## EXERCISE
State how many lines of the items below contain the string "shirt", with case counting, and give only that number.

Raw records
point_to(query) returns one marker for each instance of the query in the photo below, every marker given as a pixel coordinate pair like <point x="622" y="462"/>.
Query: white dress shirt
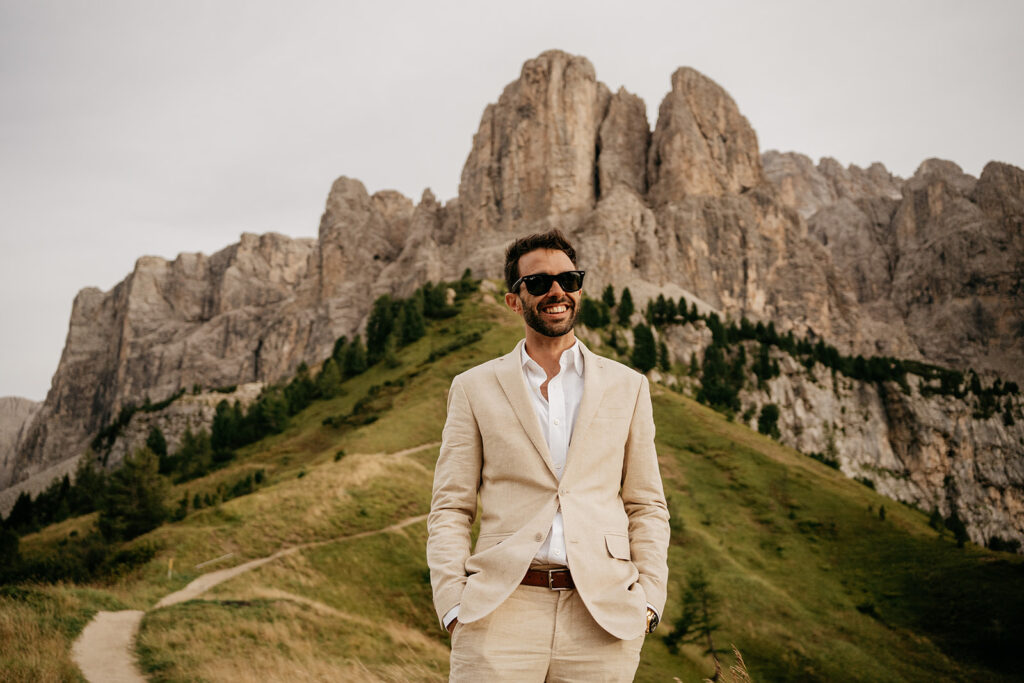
<point x="557" y="416"/>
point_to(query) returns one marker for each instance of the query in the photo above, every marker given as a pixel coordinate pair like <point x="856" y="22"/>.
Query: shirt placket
<point x="557" y="444"/>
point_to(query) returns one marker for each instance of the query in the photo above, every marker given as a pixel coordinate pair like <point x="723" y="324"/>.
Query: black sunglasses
<point x="540" y="283"/>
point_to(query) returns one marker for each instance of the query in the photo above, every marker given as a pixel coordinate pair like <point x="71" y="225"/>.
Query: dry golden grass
<point x="37" y="627"/>
<point x="283" y="637"/>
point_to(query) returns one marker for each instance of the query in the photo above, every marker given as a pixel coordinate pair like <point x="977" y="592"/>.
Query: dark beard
<point x="534" y="319"/>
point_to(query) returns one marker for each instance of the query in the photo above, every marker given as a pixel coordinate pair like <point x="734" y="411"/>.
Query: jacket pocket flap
<point x="486" y="541"/>
<point x="619" y="546"/>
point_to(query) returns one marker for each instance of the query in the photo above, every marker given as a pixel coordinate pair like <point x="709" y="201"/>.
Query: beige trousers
<point x="541" y="635"/>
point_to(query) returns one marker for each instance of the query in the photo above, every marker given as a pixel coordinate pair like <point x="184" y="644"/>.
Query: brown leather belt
<point x="556" y="580"/>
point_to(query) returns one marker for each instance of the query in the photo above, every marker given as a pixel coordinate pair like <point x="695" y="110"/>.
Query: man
<point x="569" y="567"/>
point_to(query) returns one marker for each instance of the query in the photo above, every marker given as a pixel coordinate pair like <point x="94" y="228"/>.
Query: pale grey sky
<point x="137" y="127"/>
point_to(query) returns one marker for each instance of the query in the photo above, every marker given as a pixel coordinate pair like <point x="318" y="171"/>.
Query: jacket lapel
<point x="593" y="392"/>
<point x="509" y="373"/>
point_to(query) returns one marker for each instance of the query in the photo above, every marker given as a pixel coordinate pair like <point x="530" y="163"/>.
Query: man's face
<point x="554" y="312"/>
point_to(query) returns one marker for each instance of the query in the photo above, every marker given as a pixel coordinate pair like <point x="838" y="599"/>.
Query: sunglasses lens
<point x="570" y="281"/>
<point x="540" y="284"/>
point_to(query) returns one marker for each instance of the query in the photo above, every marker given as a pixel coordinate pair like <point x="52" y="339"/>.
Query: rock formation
<point x="15" y="414"/>
<point x="928" y="451"/>
<point x="925" y="268"/>
<point x="936" y="260"/>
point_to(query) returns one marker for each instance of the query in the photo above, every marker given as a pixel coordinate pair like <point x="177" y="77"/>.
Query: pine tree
<point x="590" y="313"/>
<point x="355" y="358"/>
<point x="156" y="441"/>
<point x="415" y="327"/>
<point x="768" y="420"/>
<point x="133" y="503"/>
<point x="626" y="308"/>
<point x="379" y="328"/>
<point x="697" y="622"/>
<point x="300" y="391"/>
<point x="338" y="352"/>
<point x="644" y="355"/>
<point x="89" y="485"/>
<point x="329" y="380"/>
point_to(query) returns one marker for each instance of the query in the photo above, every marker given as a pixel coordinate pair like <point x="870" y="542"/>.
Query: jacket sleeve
<point x="643" y="497"/>
<point x="453" y="507"/>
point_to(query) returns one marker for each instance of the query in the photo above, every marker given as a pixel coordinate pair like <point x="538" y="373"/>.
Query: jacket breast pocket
<point x="487" y="541"/>
<point x="617" y="545"/>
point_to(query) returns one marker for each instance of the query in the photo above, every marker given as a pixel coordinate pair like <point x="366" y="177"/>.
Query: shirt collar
<point x="570" y="357"/>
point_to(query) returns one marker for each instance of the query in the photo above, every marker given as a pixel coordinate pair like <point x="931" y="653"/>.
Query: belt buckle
<point x="551" y="573"/>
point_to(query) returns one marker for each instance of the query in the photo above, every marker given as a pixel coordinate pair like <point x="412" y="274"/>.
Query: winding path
<point x="104" y="649"/>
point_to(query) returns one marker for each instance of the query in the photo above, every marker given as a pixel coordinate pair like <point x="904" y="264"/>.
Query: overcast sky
<point x="153" y="127"/>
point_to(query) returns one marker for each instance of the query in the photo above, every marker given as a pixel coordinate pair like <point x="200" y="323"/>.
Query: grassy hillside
<point x="811" y="581"/>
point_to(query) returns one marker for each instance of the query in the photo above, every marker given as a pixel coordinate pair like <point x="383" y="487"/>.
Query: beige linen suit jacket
<point x="612" y="503"/>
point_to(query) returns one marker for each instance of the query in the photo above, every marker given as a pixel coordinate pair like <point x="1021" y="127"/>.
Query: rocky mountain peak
<point x="702" y="145"/>
<point x="535" y="153"/>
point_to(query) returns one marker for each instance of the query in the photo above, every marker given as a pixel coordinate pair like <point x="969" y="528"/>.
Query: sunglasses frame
<point x="551" y="281"/>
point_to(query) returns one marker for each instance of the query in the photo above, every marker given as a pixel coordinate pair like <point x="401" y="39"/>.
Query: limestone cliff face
<point x="936" y="262"/>
<point x="251" y="312"/>
<point x="15" y="414"/>
<point x="927" y="451"/>
<point x="929" y="267"/>
<point x="535" y="154"/>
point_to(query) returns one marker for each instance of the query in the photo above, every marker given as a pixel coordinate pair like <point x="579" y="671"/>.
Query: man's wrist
<point x="652" y="620"/>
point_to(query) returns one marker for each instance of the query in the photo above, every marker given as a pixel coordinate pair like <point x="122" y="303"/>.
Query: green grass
<point x="812" y="585"/>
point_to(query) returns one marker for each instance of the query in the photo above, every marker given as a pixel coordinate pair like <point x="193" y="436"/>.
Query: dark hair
<point x="551" y="240"/>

## TASK RESULT
3